Exactly the lines from the start of the data below through the line containing "Target: mustache" must be returned, and no others.

━━━━━ Material for the task

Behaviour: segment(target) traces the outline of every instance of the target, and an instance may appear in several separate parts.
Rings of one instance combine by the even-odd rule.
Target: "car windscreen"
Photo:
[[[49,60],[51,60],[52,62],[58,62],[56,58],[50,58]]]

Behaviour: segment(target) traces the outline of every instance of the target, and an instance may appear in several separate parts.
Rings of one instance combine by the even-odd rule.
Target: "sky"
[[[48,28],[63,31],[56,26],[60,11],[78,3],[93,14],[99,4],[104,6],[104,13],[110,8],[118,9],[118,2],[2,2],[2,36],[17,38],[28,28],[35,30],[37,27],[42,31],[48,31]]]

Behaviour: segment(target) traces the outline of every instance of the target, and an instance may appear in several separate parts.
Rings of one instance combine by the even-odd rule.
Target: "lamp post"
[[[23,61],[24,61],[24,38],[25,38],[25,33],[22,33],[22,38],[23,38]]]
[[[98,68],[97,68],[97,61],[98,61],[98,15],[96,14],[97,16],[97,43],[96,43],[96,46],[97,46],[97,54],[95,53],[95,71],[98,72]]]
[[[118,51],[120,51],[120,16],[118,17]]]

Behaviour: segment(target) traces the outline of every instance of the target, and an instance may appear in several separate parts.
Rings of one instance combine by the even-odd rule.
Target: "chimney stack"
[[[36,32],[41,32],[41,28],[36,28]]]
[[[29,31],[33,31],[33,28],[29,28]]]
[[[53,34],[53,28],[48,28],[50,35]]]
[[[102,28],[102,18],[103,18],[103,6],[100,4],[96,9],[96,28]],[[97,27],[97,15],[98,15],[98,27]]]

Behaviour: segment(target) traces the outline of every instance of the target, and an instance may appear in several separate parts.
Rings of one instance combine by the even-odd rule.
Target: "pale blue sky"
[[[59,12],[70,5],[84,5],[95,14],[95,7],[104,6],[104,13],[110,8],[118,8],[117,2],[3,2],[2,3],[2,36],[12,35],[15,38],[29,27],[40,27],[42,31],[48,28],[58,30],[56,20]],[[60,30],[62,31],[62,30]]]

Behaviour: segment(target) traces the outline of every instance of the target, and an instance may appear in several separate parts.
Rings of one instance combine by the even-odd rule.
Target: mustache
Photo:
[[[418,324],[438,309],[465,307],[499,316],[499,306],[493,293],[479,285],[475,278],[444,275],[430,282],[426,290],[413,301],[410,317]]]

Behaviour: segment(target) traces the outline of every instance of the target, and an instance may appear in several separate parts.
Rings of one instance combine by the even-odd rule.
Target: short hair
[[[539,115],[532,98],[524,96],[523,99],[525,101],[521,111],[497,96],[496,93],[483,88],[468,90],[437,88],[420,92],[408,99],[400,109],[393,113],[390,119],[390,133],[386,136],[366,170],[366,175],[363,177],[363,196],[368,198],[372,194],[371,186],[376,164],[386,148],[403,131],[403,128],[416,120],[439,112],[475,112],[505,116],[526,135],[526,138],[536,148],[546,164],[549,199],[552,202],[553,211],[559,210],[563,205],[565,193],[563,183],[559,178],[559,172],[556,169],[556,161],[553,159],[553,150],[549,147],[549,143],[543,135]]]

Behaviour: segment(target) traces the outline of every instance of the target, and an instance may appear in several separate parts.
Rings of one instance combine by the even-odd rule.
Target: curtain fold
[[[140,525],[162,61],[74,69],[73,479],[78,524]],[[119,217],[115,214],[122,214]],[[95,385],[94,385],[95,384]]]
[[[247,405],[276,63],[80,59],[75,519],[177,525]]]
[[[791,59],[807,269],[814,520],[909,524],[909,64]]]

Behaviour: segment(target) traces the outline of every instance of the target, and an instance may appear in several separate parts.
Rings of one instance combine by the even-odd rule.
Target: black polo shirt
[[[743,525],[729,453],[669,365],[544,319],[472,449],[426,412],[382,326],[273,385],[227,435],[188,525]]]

━━━━━━━━━━

■ **Expected output**
Behaviour: segment(target) traces the outline of every instance of the target, and an instance may appear in several separate parts.
Rings of one instance combine by the even-odd rule.
Target: "car windscreen"
Photo:
[[[49,60],[51,60],[52,62],[58,62],[56,58],[50,58]]]

Behaviour: segment(target) traces the outline of every instance of the target, and an instance may appear in several separate parts.
Rings of one instance combine by the even-odd rule.
Target: "sky"
[[[48,28],[63,31],[56,26],[60,11],[78,3],[93,14],[99,4],[104,6],[104,13],[110,8],[118,9],[118,2],[2,2],[2,36],[17,38],[28,28],[35,30],[37,27],[42,31],[48,31]]]

Behaviour: segment(target) traces the outline of every instance of the target, and an instance may appear in several separate parts.
Rings of one instance combine by the even-odd rule.
Target: "lamp post"
[[[23,61],[24,61],[24,38],[25,38],[25,33],[22,33],[22,38],[23,38]]]
[[[98,68],[97,68],[97,61],[98,61],[98,15],[96,14],[97,16],[97,43],[96,43],[96,46],[97,46],[97,54],[95,53],[95,71],[98,72]]]
[[[118,51],[120,51],[120,16],[118,17]]]

Behaviour: segment(target) traces the outline of every instance of the target, and an instance may appear in several separate parts.
Rings of one instance combine by the even-odd rule.
Target: "chimney stack"
[[[36,32],[41,32],[41,28],[36,28]]]
[[[29,31],[33,31],[33,28],[29,28]]]
[[[53,34],[53,28],[48,28],[50,35]]]
[[[102,28],[102,18],[103,18],[103,6],[100,4],[96,9],[96,28]],[[97,27],[97,15],[98,15],[98,27]]]

Behaviour: segment(target) traces the outline of every instance of the target, and an instance may appear in several separate parts.
Rings of one instance combine by the even-odd rule.
Target: "pale blue sky"
[[[59,12],[70,5],[84,5],[95,14],[95,7],[104,6],[104,13],[110,8],[118,8],[117,2],[3,2],[2,3],[2,36],[12,35],[15,38],[29,27],[40,27],[42,31],[48,28],[58,30],[56,20]],[[60,30],[62,31],[62,30]]]

Behaviour: segment(target) traces the outline of every instance of the target, and an instance may appear in several separate parts.
Rings of one instance combine by the even-odd rule.
Target: mustache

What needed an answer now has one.